**** GIVEN TEXT

In case of ‘forward geocoding’, coverage is just the percentage of calls to the geocoding API that resulted in some latitude and longitude values, whereas in the ‘reverse geocoding’ case, it is measured at a per attribute level and represented the proportion of cases where that geocoder returned some value for that attribute.
For forward geocoding, a result (latitude & longitude) was deemed accurate if it fell within 100 meters of the ground truth; otherwise, it was classified as “inaccurate”. Reverse geocoding introduced additional complexity due to differences in localization (e.g., ‘Vienna’ vs. ‘Wien’), abbreviations (‘New York’ vs. ‘NY’), and inconsistent administrative schemas (e.g., ‘region’, ‘province’, ‘admin1’). To standardize comparisons, we implemented a multi-pronged approach: we allowed matches across abbreviated and full forms; leveraged the lang parameter to specify language where applicable; and mapped diverse boundary taxonomies into a unified schema (see table below).
FSQ Places | Commercial Provider 1 | Commercial Provider 2 | Geocode Earth (Pelias) | Stadia Maps (Pelias) |
---|---|---|---|---|
address | address | StreetNumber, StreetName | address | address |
locality | locality | City | locality | locality |
region | region, region_code | Province | region, region_a (macroregion in GB) | region, region_a (macroregion in GB) |
postcode | postcode | PostalCode | postalcode | postalcode |
neighborhood | neighborhoods | N/A | neighborhood | neighborhood |
country | country | CountryCode | country_code | country_code |
Evaluation Results & Key Insights
Our comprehensive evaluation revealed a fascinating paradox: the gap between open-source and commercial geocoding isn’t where conventional wisdom suggests it should be. While proprietary data was expected to dominate across all metrics, our findings tell a more nuanced story about where community-driven approaches actually excel—and where they present strategic enhancement opportunities. You can access the detailed results in the google sheet linked here.

********
**** PROVIDED DATA

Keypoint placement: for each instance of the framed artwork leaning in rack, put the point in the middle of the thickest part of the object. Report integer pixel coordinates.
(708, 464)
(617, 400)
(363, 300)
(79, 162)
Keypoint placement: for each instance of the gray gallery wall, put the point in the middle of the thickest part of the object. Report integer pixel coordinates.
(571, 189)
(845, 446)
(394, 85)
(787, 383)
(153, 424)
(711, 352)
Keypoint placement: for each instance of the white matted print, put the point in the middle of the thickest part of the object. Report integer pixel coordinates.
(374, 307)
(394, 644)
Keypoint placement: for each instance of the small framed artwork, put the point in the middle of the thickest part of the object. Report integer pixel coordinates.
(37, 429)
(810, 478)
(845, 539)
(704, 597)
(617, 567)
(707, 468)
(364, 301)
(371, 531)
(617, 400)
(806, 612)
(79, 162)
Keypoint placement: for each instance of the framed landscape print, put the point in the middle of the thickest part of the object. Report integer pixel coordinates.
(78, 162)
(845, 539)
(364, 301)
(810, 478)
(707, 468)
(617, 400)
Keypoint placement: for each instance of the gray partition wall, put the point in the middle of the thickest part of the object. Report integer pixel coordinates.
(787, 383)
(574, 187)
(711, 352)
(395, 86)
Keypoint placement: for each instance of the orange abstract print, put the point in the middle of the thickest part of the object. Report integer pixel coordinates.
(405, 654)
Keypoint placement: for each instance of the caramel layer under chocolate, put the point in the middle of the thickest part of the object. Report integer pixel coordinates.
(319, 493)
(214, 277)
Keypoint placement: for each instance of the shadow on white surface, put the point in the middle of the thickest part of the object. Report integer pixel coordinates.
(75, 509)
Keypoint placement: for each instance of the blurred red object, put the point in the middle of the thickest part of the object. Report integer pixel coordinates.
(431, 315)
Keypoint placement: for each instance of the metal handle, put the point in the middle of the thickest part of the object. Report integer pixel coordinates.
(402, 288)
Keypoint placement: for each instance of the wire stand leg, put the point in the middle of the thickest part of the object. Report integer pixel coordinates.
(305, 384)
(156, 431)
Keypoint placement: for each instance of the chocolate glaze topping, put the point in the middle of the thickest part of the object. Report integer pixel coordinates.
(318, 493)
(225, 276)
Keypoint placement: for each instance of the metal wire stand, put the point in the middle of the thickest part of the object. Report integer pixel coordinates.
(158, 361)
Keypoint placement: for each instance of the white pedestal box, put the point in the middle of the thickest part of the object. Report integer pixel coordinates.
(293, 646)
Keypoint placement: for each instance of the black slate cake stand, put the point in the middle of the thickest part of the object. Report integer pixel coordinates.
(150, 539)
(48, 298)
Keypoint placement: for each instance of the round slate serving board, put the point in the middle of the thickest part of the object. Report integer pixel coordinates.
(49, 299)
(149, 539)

********

- **CHALLENGES**
A – Repeat the passage of the geocoding text from "In case of ‘forward" up to and including "for that attribute.".
B – Gather every line of the rows that contains the word "gray", treating uppercase and lowercase as different.
The geocoding text and the rows have no connection to each other.

- **COMPLETED EXERCISE**
A –
In case of ‘forward geocoding’, coverage is just the percentage of calls to the geocoding API that resulted in some latitude and longitude values, whereas in the ‘reverse geocoding’ case, it is measured at a per attribute level and represented the proportion of cases where that geocoder returned some value for that attribute.

B –
Keypoint placement: for each instance of the gray gallery wall, put the point in the middle of the thickest part of the object. Report integer pixel coordinates.
Keypoint placement: for each instance of the gray partition wall, put the point in the middle of the thickest part of the object. Report integer pixel coordinates.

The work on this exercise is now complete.